-- WHAT YOU HAVE TO DO --
Please find each line in the entries below that contains the word "shrub" and copy those lines.

◇ ◇ ◇ ◇ ◇

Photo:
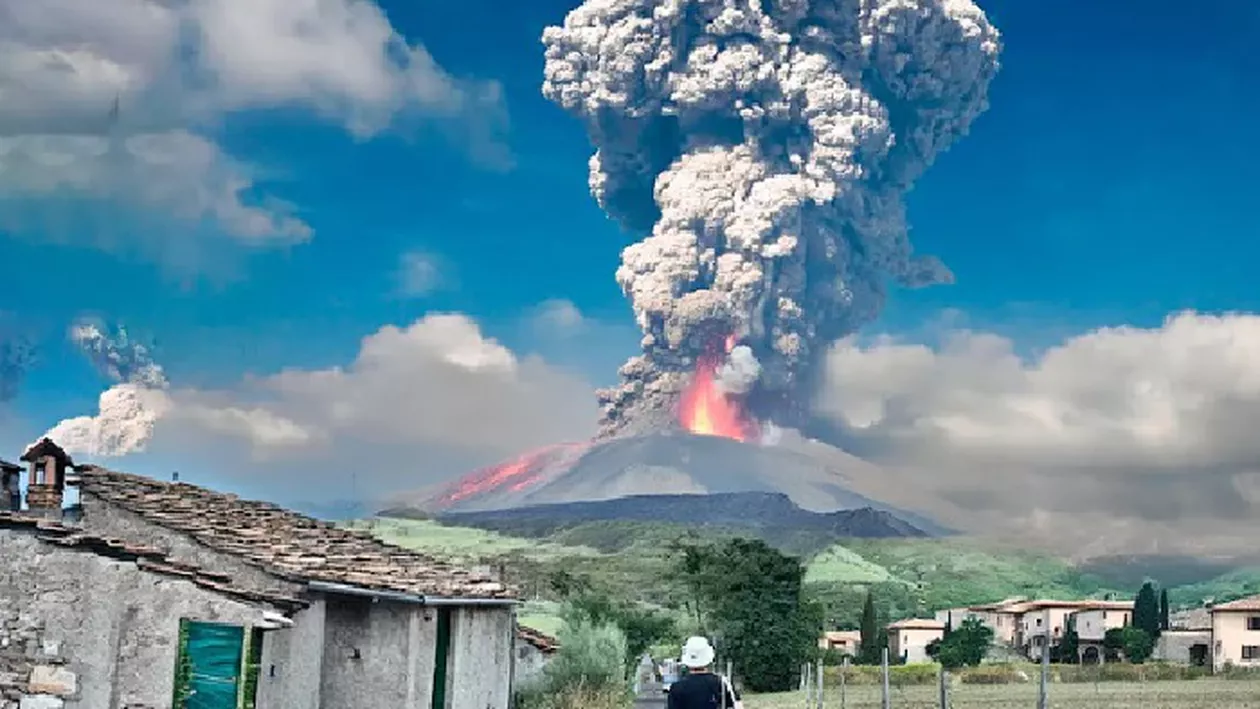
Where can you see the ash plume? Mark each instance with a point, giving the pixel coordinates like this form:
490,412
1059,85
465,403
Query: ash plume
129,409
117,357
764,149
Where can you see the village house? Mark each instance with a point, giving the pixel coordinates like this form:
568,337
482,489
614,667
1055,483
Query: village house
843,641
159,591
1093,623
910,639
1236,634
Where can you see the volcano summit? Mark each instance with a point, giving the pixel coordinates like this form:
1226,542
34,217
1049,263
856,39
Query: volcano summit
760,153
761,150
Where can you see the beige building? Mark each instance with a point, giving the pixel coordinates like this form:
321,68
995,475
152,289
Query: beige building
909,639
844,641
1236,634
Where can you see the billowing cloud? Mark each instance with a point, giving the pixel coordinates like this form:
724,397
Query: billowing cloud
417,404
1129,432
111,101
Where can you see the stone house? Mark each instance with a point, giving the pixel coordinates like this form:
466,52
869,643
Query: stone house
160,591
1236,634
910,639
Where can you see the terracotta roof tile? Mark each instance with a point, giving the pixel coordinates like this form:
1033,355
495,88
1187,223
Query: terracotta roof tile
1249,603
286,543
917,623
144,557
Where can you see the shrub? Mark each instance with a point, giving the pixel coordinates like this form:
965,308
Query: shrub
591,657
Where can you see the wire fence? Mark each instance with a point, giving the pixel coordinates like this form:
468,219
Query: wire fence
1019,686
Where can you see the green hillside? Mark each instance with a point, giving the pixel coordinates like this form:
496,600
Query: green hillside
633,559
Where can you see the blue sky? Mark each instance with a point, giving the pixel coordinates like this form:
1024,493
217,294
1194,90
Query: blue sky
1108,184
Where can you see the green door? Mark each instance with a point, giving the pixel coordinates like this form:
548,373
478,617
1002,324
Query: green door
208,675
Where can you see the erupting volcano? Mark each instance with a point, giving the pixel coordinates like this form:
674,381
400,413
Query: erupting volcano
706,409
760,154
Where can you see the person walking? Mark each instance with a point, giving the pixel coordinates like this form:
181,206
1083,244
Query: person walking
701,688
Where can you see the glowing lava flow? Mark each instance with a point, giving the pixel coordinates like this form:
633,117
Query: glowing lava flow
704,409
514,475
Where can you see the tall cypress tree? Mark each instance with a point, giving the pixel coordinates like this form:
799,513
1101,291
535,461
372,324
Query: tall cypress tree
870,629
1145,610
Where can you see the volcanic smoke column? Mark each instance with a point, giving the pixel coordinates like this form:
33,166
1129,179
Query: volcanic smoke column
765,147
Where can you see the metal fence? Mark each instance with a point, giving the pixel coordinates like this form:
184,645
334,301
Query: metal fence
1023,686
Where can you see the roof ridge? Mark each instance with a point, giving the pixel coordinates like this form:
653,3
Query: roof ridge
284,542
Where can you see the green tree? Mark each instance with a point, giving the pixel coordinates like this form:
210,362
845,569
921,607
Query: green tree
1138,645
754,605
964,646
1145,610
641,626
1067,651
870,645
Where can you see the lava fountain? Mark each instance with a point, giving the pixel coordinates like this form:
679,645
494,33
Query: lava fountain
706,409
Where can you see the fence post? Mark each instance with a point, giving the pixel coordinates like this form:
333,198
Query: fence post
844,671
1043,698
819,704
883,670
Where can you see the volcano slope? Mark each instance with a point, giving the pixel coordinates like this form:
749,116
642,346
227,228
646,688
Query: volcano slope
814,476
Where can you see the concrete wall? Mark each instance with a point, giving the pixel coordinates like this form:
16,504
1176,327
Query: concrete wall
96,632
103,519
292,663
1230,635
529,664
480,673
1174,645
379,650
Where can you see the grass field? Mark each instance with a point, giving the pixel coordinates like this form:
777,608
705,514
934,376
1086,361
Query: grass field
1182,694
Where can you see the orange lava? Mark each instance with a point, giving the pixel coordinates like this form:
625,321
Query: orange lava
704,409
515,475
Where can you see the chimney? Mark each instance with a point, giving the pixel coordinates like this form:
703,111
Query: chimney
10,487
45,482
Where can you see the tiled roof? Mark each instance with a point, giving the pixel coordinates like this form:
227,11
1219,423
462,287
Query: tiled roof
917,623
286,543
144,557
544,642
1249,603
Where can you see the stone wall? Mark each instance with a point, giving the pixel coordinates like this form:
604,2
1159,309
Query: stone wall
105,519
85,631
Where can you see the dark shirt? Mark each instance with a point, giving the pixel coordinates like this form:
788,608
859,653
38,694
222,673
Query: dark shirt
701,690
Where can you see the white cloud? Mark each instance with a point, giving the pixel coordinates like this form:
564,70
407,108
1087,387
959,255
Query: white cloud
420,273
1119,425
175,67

◇ ◇ ◇ ◇ ◇

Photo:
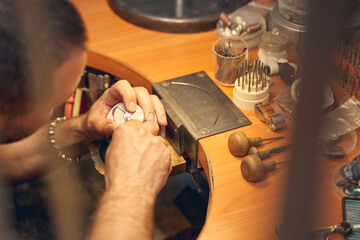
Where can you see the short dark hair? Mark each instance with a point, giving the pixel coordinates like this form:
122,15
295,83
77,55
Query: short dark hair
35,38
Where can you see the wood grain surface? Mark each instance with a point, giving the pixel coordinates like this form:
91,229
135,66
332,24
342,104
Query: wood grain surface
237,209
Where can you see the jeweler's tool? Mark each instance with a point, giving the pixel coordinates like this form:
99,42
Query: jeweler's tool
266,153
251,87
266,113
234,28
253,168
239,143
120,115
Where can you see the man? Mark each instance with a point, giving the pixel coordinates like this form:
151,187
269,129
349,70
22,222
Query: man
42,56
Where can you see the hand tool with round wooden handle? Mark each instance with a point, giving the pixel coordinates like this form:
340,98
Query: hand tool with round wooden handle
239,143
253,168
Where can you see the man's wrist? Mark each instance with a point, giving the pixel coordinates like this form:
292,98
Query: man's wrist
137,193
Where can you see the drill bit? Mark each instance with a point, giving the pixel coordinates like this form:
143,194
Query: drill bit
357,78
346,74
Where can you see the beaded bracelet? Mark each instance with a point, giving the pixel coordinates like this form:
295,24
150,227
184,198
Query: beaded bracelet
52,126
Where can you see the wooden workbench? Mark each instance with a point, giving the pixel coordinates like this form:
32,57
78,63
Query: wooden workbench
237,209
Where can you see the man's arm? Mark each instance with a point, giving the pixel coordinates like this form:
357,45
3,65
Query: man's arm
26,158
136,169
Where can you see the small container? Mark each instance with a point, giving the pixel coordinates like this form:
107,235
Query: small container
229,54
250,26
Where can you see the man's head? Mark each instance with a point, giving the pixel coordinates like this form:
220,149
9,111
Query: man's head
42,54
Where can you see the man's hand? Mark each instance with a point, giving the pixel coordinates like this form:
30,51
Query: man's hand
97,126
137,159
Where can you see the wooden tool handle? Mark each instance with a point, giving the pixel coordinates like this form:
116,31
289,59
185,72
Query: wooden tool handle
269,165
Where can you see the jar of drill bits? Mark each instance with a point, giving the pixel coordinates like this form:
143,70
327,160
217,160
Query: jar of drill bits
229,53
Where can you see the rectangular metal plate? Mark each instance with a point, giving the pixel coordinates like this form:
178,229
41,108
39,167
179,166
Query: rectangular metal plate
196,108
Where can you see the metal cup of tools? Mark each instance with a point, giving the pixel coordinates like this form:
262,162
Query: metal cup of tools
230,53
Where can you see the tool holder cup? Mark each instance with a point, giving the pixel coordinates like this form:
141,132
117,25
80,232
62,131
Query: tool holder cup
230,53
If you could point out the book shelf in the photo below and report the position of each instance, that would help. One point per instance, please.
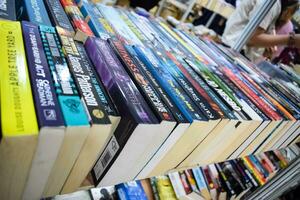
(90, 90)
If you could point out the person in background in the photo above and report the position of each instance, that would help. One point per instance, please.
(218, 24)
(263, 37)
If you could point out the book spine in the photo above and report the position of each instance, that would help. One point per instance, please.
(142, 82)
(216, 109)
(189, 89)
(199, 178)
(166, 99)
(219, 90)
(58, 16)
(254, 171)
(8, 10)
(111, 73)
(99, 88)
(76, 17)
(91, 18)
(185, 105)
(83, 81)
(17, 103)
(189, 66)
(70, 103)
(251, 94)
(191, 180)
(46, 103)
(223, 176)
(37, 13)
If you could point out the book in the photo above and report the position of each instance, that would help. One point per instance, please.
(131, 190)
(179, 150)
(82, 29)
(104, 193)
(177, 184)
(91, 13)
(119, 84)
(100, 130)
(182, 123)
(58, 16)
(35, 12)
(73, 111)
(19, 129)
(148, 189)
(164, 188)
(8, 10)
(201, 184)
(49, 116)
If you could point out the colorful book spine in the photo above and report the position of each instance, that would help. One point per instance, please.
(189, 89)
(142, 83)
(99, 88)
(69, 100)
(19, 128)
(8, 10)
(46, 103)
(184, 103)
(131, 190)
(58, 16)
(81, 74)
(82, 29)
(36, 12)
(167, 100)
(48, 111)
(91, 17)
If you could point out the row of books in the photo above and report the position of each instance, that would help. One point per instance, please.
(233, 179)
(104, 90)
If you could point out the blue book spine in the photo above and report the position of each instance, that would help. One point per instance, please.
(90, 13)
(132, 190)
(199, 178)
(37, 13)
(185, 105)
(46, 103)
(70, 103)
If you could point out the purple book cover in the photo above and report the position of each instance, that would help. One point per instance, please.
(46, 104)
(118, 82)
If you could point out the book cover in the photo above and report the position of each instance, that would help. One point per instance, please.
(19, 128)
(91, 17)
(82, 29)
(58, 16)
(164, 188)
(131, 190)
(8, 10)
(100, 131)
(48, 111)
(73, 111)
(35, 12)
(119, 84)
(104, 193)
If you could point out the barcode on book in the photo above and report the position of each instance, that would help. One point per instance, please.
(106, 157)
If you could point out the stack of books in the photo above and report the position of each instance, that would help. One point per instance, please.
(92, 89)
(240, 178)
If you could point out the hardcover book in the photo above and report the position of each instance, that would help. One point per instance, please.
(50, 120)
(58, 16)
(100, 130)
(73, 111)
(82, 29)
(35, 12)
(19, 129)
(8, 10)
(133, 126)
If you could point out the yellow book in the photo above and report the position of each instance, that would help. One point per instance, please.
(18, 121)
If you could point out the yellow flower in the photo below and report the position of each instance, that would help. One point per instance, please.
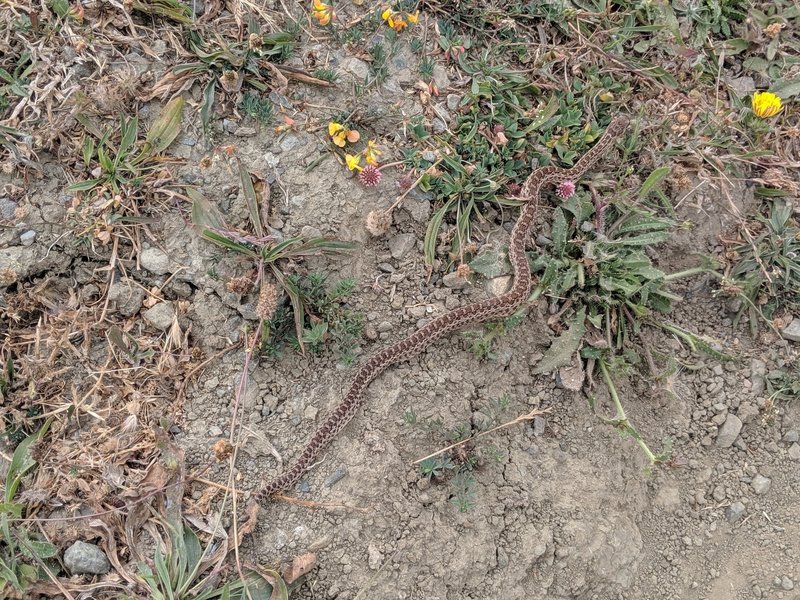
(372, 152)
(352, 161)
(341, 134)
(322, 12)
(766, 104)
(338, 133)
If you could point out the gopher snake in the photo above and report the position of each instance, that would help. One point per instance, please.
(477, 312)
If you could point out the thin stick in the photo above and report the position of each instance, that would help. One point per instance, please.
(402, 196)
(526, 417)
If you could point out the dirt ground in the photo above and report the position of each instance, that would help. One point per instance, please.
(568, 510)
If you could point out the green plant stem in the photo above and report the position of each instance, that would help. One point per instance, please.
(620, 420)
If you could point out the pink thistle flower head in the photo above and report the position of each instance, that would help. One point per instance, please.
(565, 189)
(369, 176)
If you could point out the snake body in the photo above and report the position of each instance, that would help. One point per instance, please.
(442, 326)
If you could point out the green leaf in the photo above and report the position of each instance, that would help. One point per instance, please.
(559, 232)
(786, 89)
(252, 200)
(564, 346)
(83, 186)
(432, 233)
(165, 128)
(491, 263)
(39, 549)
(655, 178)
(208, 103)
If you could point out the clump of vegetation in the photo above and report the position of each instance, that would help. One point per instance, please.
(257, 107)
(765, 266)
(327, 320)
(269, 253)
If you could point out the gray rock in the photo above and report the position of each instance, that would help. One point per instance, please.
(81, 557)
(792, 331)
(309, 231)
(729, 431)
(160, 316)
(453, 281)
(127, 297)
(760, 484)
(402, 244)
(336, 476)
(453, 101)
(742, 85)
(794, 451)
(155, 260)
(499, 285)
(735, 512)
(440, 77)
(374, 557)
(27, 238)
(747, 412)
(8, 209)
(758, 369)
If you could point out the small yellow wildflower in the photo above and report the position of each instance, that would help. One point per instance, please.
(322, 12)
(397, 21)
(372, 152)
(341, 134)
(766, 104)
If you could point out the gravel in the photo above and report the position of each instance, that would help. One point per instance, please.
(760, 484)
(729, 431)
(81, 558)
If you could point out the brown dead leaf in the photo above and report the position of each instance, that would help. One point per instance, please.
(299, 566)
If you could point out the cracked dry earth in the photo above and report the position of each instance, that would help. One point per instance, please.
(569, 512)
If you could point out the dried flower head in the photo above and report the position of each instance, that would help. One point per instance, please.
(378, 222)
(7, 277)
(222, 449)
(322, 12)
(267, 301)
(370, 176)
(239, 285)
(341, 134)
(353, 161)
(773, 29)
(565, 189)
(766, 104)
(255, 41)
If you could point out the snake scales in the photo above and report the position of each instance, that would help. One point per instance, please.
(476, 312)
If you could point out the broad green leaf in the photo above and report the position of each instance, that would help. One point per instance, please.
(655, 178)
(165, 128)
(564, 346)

◇ ◇ ◇ ◇ ◇

-- TASK SOLUTION --
Where can you see the shrub? Mark each instance with a point, giving the pixel coordinates like this form:
Query: shrub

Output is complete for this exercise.